Enunciado A ->
Responda com base no texto exibido:
(i) Que data aparece no texto?
(ii) Com a fúria de quem se rasga o papel das caixinhas de surpresa?
(iii) Qual é o título em inglês que surge no texto?

Texto exibido ->
Esse meu canto de cá nunca foi tão amado por mim. Mas fazer o que se as cores me seduziram e o brilho me enfeitiçou? Cidade de encantos e minha, inteiramente minha. Não há esquina que não possa ter a mim, não há avenida que eu não possa construir. E tem um gosto tão meu, com 'um tanto tão grande' de minha história, que eu ando saboreando esse sabor de sorrisos quentes, dias quentes, raios quentes de tudo em volta de mim. Eu ando tão no superlativo que não caibo apenas no hoje, e dei pra me conjugar em verbos de futuro ainda estando no presente, como se fosse uma premonição, uma espera, previsão. Me tentaram a ir numa cartomante, mas recuso receber meu futuro dito assim, em palavras de alguém que mal conhece a mim. Mania do povo de querer prever! Eu escolho não saber. Escolho alimentar minha intuição, minha pressa, minha garra e até essa agonia pela nova profissão. Ansiedade boa pelas caixinhas de surpresa que tenho sonhado e aberto com gosto, rasgando o papel com a fúria de uma criança no Natal. Se tivessem me contado antes - e digamos que sim, me contaram - eu não teria acreditado nessa euforia explosiva tomando conta de mim. Porém talvez, se tivesse me caído dos céus em qualquer outra época, minha guru espiritual, e ela tivesse me feito crer no poder do ser, me feito fechar os olhos e enxergar dentro de mim aquela capacidade de fazer acontecer...ah, aí talvez eu já tivesse construído um império! Então, por esse poderoso ar de conquistas de agora, eu agradeço a Deus que é brasileiro (e que de quebra, também deve ser baiano): "Muito Obrigado Axé!"

quarta-feira, 22 de setembro de 2010

Dive, baby, dive!


"Pertencia àquela espécie de gente que mergulha nas coisas às vezes sem saber por que, não sei se na esperança de decifrá-las ou se apenas pelo prazer de mergulhar..."

Enunciado B -> Pode reproduzir exatamente apenas o trecho das entradas que vai do início das entradas até a linha que contém "column 410, row 129", com as duas extremidades incluídas?

Entradas de um conjunto de dados de marcação de pontos ->
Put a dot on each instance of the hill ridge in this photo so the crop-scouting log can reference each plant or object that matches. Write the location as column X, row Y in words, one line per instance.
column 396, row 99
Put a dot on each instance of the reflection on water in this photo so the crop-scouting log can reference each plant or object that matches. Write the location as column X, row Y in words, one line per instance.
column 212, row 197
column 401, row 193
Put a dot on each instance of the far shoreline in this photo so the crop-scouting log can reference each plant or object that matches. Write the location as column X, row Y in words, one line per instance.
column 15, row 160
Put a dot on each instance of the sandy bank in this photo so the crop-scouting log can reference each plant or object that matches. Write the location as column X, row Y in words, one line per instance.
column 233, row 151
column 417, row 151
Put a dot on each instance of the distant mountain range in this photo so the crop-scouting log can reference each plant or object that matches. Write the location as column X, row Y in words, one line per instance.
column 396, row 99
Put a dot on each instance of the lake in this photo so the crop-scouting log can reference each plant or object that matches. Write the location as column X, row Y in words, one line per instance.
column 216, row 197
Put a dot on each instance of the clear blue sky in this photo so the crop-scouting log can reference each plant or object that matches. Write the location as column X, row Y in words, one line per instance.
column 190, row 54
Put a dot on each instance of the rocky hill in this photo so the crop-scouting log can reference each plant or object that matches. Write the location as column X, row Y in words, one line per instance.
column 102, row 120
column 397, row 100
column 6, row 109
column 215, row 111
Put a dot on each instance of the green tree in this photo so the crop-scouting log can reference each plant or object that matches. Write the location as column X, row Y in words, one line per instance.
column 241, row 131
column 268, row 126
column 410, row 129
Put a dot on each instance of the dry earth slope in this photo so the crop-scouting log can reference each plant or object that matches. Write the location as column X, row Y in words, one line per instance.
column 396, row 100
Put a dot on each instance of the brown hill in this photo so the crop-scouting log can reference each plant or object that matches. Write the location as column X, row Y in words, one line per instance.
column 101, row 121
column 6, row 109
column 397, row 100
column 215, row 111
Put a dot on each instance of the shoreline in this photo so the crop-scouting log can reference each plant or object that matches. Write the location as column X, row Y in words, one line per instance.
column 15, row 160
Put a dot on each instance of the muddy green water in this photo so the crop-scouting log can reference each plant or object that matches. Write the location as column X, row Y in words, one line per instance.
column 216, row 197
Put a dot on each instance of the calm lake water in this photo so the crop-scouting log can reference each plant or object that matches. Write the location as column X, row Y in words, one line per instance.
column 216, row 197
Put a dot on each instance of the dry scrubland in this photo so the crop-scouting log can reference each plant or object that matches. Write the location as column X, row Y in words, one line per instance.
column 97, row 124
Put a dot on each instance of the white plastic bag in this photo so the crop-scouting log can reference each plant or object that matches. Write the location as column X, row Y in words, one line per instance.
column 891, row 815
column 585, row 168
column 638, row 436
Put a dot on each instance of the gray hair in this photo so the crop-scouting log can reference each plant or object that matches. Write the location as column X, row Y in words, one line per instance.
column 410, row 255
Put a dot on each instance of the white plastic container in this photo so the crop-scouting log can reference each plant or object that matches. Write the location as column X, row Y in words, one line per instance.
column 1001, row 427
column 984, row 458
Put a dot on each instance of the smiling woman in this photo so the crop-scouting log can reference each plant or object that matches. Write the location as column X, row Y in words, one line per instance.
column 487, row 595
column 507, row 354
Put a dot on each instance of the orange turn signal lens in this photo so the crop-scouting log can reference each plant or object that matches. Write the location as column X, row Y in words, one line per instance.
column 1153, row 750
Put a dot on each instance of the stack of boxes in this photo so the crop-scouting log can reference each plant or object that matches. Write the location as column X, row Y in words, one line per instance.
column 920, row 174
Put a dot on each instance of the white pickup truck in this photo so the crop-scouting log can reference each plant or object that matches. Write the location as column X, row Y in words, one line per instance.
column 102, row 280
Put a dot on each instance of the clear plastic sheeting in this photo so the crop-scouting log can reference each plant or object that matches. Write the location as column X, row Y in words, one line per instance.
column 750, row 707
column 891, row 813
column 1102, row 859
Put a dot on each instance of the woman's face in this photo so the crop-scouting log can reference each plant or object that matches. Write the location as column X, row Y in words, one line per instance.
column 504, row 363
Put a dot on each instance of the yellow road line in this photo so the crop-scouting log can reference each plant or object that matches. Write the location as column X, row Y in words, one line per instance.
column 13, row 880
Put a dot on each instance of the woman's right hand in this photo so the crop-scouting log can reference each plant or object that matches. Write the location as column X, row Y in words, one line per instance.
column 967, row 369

Resultado final A ->
(i) Quarta-feira, 22 de setembro de 2010.
(ii) Com a fúria de uma criança no Natal.
(iii) "Dive, baby, dive!"

Resultado final B ->
Put a dot on each instance of the hill ridge in this photo so the crop-scouting log can reference each plant or object that matches. Write the location as column X, row Y in words, one line per instance.
column 396, row 99
Put a dot on each instance of the reflection on water in this photo so the crop-scouting log can reference each plant or object that matches. Write the location as column X, row Y in words, one line per instance.
column 212, row 197
column 401, row 193
Put a dot on each instance of the far shoreline in this photo so the crop-scouting log can reference each plant or object that matches. Write the location as column X, row Y in words, one line per instance.
column 15, row 160
Put a dot on each instance of the sandy bank in this photo so the crop-scouting log can reference each plant or object that matches. Write the location as column X, row Y in words, one line per instance.
column 233, row 151
column 417, row 151
Put a dot on each instance of the distant mountain range in this photo so the crop-scouting log can reference each plant or object that matches. Write the location as column X, row Y in words, one line per instance.
column 396, row 99
Put a dot on each instance of the lake in this photo so the crop-scouting log can reference each plant or object that matches. Write the location as column X, row Y in words, one line per instance.
column 216, row 197
Put a dot on each instance of the clear blue sky in this photo so the crop-scouting log can reference each plant or object that matches. Write the location as column X, row Y in words, one line per instance.
column 190, row 54
Put a dot on each instance of the rocky hill in this photo so the crop-scouting log can reference each plant or object that matches. Write the location as column X, row Y in words, one line per instance.
column 102, row 120
column 397, row 100
column 6, row 109
column 215, row 111
Put a dot on each instance of the green tree in this photo so the crop-scouting log can reference each plant or object that matches. Write the location as column X, row Y in words, one line per instance.
column 241, row 131
column 268, row 126
column 410, row 129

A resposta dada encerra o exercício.